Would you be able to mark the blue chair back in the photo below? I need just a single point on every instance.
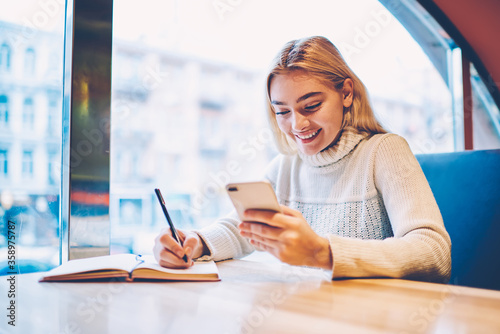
(466, 186)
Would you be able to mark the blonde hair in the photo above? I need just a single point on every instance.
(318, 57)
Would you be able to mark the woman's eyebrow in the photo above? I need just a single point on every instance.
(302, 98)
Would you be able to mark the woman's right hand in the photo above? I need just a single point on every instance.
(169, 253)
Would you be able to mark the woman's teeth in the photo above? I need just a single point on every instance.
(308, 136)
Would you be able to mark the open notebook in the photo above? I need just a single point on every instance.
(129, 267)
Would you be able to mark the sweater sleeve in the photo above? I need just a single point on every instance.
(223, 239)
(421, 247)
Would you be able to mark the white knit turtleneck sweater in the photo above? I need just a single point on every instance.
(369, 197)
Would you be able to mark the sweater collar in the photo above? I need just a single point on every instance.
(349, 139)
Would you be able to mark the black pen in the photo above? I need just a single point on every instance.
(172, 227)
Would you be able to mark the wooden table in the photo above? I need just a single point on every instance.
(253, 297)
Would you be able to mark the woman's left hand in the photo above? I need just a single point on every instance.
(287, 236)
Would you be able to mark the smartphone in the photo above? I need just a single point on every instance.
(252, 195)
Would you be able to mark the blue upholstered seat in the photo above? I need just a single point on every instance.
(467, 189)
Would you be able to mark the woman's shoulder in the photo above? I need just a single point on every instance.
(387, 141)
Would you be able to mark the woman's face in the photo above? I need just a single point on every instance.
(307, 110)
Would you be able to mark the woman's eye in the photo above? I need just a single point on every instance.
(314, 106)
(283, 112)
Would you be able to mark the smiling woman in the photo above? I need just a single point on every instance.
(324, 92)
(354, 199)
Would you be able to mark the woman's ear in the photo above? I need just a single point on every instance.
(348, 92)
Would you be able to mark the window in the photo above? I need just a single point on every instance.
(4, 164)
(4, 111)
(27, 164)
(28, 197)
(4, 57)
(53, 117)
(53, 169)
(194, 105)
(29, 62)
(28, 114)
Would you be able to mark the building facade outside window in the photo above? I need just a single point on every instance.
(4, 164)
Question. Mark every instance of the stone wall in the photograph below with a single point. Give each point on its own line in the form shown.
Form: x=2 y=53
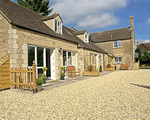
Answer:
x=22 y=38
x=4 y=35
x=81 y=59
x=126 y=51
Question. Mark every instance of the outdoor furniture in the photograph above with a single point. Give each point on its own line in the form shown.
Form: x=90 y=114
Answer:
x=109 y=68
x=124 y=66
x=72 y=70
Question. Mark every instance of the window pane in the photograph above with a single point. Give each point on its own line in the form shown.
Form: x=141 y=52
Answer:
x=31 y=55
x=39 y=57
x=69 y=58
x=85 y=38
x=60 y=27
x=64 y=59
x=40 y=72
x=119 y=43
x=115 y=43
x=55 y=25
x=116 y=59
x=120 y=59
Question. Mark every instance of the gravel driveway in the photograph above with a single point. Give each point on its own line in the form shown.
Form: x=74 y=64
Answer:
x=118 y=95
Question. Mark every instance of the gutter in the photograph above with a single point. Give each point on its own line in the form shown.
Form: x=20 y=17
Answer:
x=42 y=32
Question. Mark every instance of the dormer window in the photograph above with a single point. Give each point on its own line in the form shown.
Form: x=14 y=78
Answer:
x=86 y=38
x=58 y=26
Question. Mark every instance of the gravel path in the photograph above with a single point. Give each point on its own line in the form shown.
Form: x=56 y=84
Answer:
x=118 y=95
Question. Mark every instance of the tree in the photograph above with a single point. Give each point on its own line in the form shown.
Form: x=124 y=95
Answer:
x=39 y=6
x=138 y=51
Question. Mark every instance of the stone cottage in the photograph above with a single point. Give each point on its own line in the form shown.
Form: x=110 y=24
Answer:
x=27 y=36
x=120 y=43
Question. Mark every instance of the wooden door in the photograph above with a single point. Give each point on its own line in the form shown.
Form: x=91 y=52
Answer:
x=5 y=75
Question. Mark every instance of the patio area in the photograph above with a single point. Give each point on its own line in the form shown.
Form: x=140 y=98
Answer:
x=118 y=95
x=58 y=83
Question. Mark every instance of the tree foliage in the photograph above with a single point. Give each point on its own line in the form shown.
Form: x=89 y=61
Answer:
x=143 y=58
x=39 y=6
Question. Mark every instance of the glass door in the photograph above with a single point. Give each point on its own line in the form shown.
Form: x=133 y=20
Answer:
x=48 y=63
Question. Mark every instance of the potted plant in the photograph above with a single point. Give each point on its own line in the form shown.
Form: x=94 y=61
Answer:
x=100 y=68
x=39 y=84
x=62 y=73
x=44 y=75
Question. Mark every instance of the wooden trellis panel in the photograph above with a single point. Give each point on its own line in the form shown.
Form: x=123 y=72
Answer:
x=5 y=75
x=23 y=78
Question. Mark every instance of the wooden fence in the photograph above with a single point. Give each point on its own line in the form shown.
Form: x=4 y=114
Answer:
x=23 y=78
x=4 y=72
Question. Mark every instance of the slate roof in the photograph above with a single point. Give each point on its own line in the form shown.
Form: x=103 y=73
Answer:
x=26 y=18
x=91 y=46
x=80 y=32
x=144 y=46
x=111 y=35
x=51 y=17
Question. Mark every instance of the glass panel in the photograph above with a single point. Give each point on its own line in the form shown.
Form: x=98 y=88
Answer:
x=119 y=43
x=39 y=57
x=48 y=72
x=60 y=27
x=64 y=59
x=116 y=59
x=31 y=55
x=69 y=58
x=55 y=25
x=85 y=38
x=40 y=72
x=115 y=43
x=120 y=59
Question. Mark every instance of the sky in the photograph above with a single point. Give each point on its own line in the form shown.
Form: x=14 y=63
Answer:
x=102 y=15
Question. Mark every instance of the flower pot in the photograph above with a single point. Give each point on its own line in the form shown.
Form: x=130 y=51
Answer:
x=62 y=77
x=39 y=87
x=44 y=79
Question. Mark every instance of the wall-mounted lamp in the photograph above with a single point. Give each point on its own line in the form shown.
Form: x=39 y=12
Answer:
x=60 y=50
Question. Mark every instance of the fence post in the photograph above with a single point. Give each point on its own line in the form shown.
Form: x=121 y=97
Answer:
x=34 y=77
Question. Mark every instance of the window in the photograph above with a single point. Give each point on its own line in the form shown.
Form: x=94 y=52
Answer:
x=67 y=58
x=60 y=30
x=86 y=38
x=39 y=57
x=118 y=59
x=100 y=58
x=31 y=55
x=117 y=44
x=55 y=25
x=58 y=27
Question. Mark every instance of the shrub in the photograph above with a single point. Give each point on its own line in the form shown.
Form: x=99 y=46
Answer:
x=43 y=75
x=62 y=68
x=62 y=74
x=44 y=68
x=40 y=81
x=90 y=68
x=108 y=66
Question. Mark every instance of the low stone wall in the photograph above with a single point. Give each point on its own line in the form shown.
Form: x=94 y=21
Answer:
x=136 y=65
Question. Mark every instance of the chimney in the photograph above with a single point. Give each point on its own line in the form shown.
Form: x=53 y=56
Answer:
x=137 y=42
x=131 y=22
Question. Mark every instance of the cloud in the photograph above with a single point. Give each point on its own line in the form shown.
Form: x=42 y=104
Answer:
x=89 y=14
x=148 y=22
x=141 y=41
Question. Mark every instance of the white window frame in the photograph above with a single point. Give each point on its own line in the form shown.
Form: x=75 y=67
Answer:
x=60 y=27
x=118 y=62
x=117 y=44
x=86 y=40
x=101 y=58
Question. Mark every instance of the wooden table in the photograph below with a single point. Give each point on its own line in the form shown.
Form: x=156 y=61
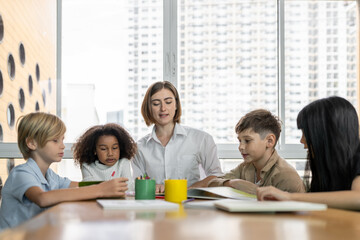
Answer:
x=87 y=220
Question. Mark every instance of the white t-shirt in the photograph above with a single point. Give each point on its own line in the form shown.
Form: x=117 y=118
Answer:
x=97 y=171
x=187 y=149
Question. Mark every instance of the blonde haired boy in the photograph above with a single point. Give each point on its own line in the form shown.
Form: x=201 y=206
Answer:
x=33 y=186
x=258 y=132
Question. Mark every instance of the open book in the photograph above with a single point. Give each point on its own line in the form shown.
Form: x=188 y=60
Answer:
x=219 y=193
x=232 y=205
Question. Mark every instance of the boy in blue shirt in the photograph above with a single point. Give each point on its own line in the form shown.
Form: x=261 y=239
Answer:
x=31 y=187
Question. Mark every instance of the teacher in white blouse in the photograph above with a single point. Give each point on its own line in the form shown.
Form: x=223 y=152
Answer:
x=173 y=151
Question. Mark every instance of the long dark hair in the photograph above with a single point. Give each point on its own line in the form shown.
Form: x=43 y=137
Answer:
x=331 y=130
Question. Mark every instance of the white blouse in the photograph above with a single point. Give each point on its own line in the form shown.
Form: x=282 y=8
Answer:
x=187 y=150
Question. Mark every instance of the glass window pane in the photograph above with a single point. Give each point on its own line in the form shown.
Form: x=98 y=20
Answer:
x=227 y=62
x=111 y=52
x=321 y=55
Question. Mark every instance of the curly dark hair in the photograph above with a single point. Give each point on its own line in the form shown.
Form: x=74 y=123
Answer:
x=85 y=146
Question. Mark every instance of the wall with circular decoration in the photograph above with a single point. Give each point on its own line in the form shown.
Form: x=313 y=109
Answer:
x=27 y=64
x=27 y=61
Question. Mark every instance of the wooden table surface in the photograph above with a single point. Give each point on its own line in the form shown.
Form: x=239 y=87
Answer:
x=87 y=220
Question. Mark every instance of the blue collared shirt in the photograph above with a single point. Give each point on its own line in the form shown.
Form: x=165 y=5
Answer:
x=16 y=207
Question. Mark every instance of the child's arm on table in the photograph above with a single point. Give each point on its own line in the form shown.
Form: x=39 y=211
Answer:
x=349 y=199
x=113 y=188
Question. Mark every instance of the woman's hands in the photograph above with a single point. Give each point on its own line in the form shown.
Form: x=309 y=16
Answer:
x=272 y=193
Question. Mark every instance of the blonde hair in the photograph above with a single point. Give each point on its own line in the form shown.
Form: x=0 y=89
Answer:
x=146 y=104
x=40 y=127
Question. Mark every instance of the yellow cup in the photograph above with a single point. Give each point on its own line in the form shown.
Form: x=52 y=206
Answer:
x=175 y=190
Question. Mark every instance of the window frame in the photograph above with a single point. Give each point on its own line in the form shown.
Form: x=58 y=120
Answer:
x=225 y=151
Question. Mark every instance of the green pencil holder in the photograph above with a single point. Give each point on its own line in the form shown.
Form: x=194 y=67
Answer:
x=145 y=189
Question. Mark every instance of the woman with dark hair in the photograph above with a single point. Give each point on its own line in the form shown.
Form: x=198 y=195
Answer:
x=173 y=151
x=330 y=132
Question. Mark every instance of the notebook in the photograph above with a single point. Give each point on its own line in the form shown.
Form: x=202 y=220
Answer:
x=232 y=205
x=219 y=193
x=109 y=204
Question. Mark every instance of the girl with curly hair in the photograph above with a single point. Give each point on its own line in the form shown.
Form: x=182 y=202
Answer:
x=104 y=152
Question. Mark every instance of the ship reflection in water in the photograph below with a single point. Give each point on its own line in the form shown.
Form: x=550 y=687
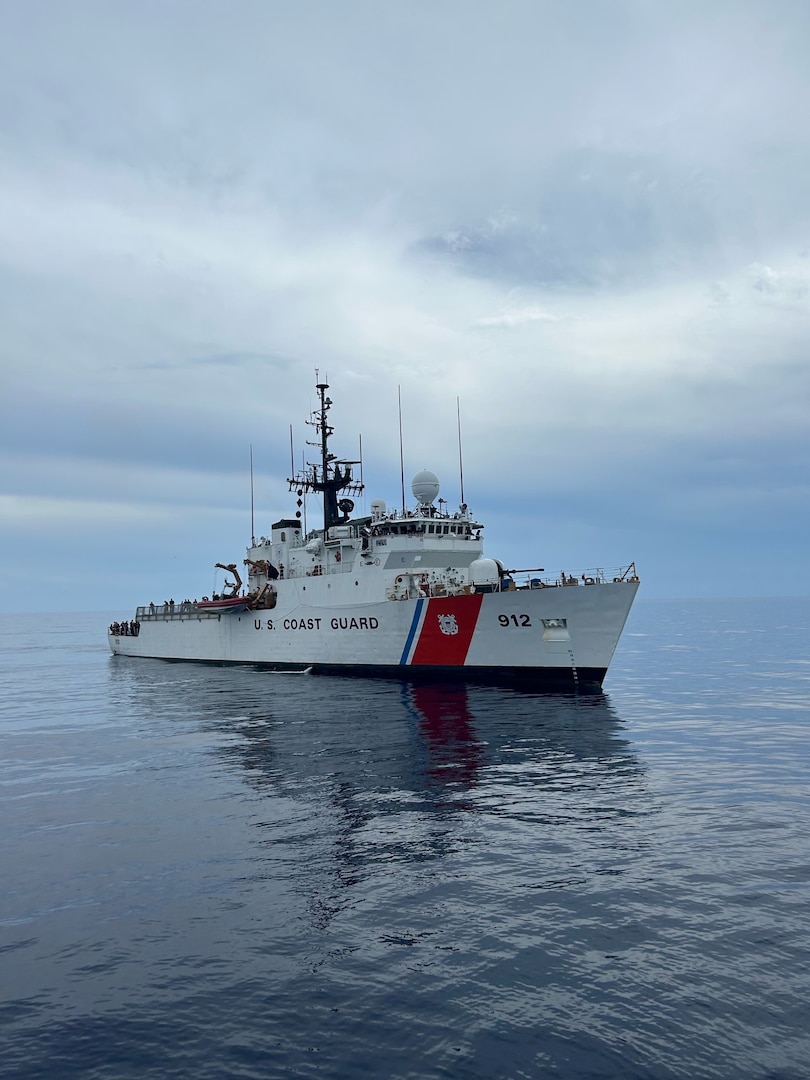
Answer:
x=358 y=778
x=454 y=753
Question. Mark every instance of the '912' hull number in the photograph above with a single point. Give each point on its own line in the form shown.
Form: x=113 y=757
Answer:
x=514 y=620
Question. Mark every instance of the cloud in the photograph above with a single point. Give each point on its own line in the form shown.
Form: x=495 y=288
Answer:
x=584 y=221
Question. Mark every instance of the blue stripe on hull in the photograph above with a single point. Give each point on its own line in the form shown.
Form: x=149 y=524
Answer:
x=412 y=632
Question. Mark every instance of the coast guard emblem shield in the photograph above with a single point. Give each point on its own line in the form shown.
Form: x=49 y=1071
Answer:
x=447 y=631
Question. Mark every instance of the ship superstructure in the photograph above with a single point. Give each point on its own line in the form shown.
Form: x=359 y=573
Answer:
x=405 y=593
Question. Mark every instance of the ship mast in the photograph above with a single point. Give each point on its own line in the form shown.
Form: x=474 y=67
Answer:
x=331 y=474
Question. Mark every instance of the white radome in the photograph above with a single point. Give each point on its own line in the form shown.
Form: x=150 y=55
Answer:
x=426 y=487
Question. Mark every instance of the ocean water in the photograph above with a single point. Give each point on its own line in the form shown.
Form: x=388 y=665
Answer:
x=226 y=873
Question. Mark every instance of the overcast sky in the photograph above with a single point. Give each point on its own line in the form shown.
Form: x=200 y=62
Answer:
x=590 y=221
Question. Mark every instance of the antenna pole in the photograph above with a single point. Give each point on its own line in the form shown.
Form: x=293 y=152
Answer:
x=253 y=530
x=460 y=460
x=402 y=458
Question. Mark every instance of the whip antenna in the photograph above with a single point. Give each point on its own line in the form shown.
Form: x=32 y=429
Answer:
x=460 y=460
x=253 y=530
x=402 y=458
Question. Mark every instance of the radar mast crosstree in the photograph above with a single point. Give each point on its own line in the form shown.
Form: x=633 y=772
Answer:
x=331 y=474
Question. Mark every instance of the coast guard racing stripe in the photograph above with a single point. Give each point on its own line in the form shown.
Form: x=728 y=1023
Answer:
x=447 y=626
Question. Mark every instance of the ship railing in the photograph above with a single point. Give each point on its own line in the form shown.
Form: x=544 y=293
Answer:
x=170 y=612
x=591 y=576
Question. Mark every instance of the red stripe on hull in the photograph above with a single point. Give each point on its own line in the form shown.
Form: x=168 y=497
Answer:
x=447 y=630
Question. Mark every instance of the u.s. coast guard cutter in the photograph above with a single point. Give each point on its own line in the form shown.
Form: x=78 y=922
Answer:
x=404 y=593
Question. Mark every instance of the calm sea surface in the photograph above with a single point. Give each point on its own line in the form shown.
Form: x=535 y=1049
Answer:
x=226 y=873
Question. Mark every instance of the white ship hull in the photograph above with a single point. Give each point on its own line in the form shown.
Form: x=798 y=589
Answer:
x=557 y=637
x=403 y=593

# # # # # # #

# [Aim of the task]
The number of lines containing "curly" is all that is wanted; tally them in the data.

# [Expected answer]
2